▶ **EXERCISE DETAILS**:
Pick out every line in the entries below that contains the string "target" and copy each of those lines in full.

[Start of TASK INPUT]

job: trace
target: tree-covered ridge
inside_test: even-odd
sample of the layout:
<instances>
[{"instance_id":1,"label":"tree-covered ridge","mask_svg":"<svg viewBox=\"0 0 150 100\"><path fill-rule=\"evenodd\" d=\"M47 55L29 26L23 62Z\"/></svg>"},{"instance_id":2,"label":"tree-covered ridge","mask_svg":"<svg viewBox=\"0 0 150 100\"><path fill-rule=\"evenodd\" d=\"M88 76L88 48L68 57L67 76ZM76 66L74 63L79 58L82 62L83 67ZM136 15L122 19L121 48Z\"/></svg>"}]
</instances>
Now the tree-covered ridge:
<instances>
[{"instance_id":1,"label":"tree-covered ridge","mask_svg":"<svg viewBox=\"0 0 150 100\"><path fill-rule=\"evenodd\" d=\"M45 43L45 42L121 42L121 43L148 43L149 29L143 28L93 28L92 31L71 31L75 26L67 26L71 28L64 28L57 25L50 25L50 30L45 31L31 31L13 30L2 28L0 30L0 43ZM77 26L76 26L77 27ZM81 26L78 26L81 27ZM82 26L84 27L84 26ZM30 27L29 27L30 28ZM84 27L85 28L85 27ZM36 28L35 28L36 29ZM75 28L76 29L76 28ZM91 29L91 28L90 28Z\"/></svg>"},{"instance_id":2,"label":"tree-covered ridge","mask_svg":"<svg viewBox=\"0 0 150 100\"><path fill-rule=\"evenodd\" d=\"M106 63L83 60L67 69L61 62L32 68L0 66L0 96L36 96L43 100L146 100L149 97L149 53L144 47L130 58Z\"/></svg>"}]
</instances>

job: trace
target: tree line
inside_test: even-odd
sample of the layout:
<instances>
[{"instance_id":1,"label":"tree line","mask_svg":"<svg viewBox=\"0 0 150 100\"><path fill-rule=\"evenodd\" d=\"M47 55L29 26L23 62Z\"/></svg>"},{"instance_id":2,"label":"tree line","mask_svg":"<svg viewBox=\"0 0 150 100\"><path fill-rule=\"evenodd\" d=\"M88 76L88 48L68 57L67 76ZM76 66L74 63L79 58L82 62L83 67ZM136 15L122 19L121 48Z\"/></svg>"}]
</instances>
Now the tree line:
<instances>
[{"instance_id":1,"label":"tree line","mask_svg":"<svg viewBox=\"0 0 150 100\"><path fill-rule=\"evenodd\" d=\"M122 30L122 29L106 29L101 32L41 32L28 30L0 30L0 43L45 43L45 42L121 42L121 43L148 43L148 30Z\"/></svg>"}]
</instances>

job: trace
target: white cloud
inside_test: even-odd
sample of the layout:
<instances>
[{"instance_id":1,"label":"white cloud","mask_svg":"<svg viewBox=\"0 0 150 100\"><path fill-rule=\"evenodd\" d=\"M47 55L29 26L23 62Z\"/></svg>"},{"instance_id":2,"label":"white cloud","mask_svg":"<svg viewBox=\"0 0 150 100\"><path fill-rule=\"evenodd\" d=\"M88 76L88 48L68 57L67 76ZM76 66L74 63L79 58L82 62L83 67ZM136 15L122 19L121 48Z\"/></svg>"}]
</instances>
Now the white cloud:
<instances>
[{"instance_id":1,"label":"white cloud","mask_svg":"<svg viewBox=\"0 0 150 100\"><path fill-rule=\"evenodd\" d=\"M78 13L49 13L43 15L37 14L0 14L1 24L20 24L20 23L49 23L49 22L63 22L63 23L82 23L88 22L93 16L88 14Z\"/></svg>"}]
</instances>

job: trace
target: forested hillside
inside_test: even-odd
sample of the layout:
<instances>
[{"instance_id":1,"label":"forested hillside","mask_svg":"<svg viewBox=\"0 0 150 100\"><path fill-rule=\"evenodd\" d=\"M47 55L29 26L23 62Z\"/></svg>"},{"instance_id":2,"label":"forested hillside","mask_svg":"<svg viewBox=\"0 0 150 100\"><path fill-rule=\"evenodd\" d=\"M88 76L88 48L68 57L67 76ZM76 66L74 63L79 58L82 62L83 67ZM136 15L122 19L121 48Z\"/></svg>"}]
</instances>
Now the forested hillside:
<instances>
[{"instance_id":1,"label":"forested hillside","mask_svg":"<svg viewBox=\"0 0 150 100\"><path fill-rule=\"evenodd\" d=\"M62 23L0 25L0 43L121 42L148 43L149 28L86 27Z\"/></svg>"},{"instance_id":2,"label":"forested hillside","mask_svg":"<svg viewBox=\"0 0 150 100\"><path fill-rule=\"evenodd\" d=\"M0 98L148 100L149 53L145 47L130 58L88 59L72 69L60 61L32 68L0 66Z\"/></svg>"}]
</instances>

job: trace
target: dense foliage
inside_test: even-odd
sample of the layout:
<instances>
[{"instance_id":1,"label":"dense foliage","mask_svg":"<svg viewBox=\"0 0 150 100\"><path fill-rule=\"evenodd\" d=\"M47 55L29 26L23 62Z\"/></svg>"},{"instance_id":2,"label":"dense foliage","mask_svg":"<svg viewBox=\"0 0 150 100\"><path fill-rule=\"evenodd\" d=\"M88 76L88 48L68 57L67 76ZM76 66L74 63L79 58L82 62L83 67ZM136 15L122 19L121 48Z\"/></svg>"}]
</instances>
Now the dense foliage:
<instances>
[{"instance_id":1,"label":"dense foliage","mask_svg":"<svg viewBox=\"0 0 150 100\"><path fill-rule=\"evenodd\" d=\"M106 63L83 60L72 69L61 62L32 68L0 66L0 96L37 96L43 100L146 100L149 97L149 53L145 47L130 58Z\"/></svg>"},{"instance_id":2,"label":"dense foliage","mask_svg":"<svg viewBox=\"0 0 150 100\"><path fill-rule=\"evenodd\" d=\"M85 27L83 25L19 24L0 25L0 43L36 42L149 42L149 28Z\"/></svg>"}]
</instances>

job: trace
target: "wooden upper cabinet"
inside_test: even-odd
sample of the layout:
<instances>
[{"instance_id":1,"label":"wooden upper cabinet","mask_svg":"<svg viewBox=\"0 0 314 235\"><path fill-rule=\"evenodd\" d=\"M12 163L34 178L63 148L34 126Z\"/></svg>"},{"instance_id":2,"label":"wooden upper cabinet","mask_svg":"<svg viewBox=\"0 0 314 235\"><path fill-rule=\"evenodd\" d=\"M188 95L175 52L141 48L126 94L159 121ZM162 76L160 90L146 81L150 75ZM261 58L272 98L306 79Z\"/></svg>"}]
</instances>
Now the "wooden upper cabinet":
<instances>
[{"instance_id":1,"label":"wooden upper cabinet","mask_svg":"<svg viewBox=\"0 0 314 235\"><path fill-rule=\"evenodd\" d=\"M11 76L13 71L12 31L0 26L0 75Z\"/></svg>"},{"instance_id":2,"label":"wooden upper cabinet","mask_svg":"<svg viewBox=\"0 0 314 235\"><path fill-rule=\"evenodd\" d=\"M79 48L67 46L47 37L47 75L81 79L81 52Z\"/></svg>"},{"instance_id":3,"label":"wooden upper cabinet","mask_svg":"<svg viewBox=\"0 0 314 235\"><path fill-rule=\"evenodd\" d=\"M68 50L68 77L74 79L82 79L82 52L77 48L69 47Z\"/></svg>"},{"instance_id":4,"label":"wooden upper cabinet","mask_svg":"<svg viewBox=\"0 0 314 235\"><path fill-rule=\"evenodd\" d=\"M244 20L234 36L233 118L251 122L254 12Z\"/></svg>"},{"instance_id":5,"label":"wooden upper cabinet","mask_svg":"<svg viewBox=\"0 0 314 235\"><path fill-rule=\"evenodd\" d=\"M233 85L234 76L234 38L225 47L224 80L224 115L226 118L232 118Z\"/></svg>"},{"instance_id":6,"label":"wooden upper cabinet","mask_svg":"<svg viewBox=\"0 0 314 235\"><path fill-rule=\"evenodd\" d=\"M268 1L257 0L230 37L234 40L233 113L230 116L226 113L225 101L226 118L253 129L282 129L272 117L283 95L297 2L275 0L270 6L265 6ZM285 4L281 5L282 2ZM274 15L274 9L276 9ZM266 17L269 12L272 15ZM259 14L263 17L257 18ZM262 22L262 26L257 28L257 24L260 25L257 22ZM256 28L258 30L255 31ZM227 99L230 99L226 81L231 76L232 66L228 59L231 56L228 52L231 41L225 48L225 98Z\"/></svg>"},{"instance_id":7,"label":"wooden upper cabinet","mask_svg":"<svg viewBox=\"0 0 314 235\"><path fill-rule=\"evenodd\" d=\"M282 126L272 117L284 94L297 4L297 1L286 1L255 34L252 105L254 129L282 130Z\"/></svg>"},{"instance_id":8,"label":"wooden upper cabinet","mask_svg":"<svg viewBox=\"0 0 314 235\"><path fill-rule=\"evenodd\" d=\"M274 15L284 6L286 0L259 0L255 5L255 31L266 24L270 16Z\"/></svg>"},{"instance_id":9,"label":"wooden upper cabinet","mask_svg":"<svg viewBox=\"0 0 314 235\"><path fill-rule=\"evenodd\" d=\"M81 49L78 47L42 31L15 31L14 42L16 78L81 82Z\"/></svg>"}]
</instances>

[End of TASK INPUT]

▶ **EXERCISE RESULT**:
target: tree-covered ridge
target: tree line
target: white cloud
target: forested hillside
target: dense foliage
target: "wooden upper cabinet"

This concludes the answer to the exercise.